Stored data entries:
··········
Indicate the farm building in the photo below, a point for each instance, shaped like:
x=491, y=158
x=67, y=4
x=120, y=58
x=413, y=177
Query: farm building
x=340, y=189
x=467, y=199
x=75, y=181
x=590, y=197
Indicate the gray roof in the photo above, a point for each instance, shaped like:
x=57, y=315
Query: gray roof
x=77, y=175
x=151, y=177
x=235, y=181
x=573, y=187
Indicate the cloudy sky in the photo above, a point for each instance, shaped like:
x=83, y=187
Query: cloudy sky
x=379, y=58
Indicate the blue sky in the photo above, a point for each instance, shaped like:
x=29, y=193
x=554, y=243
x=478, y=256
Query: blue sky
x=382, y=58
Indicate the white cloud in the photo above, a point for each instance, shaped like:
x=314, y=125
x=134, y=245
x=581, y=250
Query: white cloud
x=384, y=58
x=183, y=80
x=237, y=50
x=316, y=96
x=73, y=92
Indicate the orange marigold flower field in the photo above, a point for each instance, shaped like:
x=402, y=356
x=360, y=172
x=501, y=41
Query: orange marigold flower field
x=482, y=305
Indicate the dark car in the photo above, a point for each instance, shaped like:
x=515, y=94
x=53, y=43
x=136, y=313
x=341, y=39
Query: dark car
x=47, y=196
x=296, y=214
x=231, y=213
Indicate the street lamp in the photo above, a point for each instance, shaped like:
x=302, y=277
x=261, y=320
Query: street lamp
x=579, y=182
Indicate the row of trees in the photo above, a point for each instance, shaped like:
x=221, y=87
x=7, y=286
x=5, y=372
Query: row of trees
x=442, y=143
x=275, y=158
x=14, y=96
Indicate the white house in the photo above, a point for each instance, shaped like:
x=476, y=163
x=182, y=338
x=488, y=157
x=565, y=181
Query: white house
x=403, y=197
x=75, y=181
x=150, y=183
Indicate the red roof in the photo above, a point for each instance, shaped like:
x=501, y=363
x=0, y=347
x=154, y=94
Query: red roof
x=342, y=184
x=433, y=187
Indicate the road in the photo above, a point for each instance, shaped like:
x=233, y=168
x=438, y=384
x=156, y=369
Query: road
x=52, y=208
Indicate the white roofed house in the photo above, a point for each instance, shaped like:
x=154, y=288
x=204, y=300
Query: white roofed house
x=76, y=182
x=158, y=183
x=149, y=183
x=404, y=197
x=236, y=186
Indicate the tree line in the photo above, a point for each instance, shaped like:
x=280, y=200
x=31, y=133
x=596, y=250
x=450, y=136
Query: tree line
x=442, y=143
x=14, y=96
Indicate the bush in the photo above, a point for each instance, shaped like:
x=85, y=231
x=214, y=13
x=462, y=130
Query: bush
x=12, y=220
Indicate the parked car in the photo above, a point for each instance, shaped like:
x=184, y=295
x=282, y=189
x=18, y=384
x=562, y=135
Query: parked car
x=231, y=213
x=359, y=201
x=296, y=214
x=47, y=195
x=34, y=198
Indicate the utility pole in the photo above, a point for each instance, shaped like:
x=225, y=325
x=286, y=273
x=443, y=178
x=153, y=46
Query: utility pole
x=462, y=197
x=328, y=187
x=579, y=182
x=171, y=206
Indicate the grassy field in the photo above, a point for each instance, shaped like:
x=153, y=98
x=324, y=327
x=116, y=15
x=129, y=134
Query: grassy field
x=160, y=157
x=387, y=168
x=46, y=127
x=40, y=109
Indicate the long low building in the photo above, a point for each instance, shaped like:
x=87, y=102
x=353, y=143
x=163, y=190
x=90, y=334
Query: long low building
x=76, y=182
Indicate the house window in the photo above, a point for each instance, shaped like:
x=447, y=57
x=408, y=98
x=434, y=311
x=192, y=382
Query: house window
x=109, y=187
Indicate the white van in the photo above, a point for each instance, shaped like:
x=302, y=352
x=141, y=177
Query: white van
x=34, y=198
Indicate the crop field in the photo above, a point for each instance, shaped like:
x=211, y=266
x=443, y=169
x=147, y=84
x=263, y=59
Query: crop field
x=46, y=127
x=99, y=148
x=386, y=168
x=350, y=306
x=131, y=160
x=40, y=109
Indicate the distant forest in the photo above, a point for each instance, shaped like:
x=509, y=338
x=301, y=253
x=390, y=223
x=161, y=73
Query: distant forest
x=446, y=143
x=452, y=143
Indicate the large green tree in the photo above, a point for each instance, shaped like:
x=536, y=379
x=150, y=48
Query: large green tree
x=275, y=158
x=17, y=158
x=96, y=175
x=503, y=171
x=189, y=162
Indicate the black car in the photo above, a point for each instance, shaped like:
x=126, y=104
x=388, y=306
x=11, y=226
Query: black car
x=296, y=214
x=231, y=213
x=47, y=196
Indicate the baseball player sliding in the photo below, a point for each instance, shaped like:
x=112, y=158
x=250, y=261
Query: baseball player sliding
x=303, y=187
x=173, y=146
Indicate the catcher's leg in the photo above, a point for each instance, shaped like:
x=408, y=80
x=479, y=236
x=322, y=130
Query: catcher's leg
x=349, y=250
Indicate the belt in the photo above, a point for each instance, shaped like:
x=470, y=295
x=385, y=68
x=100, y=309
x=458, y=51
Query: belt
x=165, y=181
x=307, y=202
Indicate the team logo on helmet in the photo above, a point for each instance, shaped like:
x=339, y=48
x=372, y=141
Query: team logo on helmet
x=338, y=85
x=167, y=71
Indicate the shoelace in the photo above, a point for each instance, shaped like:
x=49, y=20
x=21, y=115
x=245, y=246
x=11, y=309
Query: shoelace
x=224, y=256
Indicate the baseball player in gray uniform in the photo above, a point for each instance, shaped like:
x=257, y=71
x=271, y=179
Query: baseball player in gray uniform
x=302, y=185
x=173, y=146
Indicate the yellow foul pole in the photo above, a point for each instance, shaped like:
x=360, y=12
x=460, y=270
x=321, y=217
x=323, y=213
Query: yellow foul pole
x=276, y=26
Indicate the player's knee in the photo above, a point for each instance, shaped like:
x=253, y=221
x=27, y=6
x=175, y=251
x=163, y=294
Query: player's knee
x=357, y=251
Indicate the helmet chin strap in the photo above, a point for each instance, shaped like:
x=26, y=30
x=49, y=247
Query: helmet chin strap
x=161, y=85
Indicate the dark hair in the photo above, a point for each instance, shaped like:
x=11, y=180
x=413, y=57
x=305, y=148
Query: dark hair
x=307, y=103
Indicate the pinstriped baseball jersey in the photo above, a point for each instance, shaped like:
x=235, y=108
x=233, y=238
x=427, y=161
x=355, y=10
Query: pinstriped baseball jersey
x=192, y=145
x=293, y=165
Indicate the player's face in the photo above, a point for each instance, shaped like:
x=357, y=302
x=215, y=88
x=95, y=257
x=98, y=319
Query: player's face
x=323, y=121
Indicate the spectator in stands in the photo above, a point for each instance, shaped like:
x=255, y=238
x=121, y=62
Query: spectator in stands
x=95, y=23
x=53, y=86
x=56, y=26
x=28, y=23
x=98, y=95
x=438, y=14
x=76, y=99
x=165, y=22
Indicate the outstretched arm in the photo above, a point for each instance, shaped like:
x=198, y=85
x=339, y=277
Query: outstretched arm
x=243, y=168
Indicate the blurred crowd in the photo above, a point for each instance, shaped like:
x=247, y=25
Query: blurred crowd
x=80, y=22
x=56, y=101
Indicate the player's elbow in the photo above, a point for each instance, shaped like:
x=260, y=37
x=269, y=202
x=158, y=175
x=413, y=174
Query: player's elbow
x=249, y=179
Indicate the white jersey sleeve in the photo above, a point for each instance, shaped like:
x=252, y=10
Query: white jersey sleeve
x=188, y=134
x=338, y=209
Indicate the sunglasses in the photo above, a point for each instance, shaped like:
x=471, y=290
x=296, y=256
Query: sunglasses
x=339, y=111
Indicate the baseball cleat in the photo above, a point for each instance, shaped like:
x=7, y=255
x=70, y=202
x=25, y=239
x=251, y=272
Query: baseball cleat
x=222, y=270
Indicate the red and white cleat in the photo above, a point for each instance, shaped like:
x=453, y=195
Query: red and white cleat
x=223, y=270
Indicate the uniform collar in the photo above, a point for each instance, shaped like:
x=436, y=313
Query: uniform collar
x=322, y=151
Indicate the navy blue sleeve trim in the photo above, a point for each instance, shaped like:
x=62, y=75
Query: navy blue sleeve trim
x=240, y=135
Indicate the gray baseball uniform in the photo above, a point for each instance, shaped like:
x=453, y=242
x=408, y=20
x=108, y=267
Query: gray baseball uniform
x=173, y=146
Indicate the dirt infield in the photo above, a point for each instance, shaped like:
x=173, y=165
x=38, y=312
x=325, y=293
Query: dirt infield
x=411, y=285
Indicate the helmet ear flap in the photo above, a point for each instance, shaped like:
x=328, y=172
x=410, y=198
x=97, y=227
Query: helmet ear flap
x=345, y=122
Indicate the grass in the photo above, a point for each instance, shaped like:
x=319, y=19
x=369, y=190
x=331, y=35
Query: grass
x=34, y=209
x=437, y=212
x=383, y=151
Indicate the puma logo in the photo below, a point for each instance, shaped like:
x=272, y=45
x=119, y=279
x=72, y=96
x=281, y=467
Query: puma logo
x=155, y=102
··········
* _OBJECTIVE_
Copy the lines of the data above verbatim, starting at the line containing "Indicate the belt" and ending at the line containing "x=307, y=202".

* _EXPECTED ANSWER_
Indicate the belt in the photo above, a point for each instance, shaped like:
x=470, y=295
x=385, y=68
x=100, y=309
x=458, y=51
Query: belt
x=165, y=181
x=307, y=202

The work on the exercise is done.